• Data for the task

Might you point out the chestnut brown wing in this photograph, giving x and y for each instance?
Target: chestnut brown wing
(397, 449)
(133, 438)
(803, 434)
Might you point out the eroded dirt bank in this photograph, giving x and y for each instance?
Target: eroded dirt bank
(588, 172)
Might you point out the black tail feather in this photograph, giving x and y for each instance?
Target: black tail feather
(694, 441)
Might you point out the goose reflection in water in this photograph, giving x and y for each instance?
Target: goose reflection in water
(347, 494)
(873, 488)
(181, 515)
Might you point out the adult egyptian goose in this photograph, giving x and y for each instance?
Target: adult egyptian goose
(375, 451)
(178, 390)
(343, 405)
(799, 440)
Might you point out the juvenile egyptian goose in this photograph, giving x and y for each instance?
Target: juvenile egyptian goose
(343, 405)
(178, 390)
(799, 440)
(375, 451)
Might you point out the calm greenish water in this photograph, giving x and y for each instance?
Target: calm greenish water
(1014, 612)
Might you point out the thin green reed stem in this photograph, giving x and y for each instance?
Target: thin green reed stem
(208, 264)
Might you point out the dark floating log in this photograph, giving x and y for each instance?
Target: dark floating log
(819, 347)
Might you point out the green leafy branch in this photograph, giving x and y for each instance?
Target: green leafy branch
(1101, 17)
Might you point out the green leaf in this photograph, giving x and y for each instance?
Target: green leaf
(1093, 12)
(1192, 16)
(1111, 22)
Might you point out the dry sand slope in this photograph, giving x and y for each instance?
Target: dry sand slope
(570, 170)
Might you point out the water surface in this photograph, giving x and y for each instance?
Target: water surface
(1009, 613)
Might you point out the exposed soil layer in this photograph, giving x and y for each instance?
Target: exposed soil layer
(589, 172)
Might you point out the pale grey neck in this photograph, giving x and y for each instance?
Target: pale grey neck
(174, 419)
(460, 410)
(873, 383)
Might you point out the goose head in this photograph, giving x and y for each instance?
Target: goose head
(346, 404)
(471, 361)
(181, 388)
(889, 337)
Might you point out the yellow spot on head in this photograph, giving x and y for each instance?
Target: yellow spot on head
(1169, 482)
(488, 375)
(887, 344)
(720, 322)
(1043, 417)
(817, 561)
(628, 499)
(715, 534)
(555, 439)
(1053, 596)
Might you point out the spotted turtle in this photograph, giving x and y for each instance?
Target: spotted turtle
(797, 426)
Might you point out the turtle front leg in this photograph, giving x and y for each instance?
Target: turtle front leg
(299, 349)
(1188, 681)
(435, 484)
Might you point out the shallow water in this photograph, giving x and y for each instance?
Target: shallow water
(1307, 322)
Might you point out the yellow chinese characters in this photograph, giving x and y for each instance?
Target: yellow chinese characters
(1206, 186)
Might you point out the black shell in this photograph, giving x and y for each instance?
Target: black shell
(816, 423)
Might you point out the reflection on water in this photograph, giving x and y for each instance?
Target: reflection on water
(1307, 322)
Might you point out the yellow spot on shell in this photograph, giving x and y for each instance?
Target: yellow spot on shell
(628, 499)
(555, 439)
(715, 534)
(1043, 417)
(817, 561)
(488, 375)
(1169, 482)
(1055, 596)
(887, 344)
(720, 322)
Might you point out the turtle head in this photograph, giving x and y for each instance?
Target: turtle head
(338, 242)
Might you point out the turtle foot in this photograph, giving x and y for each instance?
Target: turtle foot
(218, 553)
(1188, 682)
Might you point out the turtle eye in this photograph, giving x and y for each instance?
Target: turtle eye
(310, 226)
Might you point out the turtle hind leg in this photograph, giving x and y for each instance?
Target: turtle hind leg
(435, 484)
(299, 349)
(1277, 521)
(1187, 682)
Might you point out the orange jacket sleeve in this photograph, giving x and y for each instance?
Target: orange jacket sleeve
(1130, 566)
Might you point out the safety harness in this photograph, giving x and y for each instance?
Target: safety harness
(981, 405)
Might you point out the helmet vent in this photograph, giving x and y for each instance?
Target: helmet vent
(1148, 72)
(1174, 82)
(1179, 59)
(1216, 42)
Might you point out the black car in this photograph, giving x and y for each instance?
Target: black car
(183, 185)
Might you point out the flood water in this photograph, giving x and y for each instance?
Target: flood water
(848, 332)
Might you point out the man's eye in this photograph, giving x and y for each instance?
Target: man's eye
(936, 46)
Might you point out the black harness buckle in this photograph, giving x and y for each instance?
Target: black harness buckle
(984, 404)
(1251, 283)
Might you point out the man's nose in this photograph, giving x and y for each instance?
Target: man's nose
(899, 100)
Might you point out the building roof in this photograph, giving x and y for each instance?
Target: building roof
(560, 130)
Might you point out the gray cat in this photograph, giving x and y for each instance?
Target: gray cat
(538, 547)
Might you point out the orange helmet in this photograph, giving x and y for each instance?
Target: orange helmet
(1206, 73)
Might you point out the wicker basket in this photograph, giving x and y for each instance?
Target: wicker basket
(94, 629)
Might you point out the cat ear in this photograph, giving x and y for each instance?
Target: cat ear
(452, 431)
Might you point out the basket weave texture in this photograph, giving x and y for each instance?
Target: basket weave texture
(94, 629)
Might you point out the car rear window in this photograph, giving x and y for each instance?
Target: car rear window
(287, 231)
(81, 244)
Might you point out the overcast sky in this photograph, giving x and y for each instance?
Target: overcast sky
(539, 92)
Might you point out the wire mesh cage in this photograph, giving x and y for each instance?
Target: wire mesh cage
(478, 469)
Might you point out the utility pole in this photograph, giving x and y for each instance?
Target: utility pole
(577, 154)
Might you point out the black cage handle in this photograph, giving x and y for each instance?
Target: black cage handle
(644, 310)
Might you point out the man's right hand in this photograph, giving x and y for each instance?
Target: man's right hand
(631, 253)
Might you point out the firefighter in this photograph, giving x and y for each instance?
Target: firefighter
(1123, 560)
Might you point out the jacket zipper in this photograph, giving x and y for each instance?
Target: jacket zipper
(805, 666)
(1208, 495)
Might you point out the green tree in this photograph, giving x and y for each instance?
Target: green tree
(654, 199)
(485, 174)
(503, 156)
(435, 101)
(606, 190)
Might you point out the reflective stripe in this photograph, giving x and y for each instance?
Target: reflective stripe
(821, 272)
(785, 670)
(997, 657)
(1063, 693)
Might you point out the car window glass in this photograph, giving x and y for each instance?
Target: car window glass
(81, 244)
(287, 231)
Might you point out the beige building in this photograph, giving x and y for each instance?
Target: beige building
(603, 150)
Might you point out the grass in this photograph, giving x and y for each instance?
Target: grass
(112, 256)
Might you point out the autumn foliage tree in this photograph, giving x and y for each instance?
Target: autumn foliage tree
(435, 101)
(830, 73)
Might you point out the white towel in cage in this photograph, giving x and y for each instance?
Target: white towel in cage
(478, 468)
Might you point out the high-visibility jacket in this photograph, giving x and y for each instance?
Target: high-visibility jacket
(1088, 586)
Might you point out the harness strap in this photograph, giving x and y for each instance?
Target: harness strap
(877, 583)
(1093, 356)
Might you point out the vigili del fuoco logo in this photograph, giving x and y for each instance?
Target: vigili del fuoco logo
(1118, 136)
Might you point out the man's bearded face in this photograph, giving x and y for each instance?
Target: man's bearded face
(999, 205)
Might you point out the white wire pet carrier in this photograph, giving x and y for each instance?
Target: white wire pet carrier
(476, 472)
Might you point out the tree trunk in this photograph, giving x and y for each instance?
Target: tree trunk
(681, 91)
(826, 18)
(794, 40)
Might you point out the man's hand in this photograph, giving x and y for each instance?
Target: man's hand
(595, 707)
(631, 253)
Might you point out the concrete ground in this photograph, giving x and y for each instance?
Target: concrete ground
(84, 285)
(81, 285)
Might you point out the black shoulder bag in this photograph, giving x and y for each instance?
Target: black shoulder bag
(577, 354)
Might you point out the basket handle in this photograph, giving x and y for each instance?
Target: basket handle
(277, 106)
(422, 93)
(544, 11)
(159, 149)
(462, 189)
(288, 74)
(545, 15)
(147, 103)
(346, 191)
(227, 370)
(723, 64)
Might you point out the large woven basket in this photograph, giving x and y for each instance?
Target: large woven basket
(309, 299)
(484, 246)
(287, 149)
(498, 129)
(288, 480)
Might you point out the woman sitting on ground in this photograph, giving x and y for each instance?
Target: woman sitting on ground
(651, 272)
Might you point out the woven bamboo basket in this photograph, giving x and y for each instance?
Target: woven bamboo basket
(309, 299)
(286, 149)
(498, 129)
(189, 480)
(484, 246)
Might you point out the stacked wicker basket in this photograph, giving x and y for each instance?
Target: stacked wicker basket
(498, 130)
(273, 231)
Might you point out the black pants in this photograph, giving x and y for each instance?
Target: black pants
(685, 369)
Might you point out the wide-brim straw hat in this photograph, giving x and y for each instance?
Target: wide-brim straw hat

• What to do
Restate word for word the lines from the one holding "Might you point out the basket handle" to the end of the listing, both ends included, and nothing more.

• Finished task
Might you point out the basket handle in this photograph, giving x and y for each instance?
Target: basket handle
(277, 106)
(422, 93)
(544, 11)
(159, 149)
(462, 189)
(288, 74)
(545, 15)
(147, 103)
(346, 191)
(227, 370)
(723, 64)
Might you point out the large woven basket in this photograph, giving x and y for each instance?
Target: large woven basket
(309, 299)
(484, 246)
(287, 149)
(498, 129)
(288, 480)
Might you point out the woman sitting on ground in this photograph, giving x and y for each instance?
Target: woman sitting on ground
(651, 272)
Might you point out the woven bamboo basket in this photograph, giving x and y for each instance?
Target: woven bamboo basket
(309, 299)
(286, 149)
(498, 129)
(189, 480)
(484, 246)
Might you point out the stacked wicker basket in this photograph, giving x and y for each instance?
Target: stacked wicker basket
(498, 130)
(273, 231)
Might you point out the black pants in this photograph, giving x and y for each instance?
Target: black pants
(685, 369)
Might you point out the wide-brim straw hat in this photograph, giving x and y for each instance?
Target: wide-brim straw hat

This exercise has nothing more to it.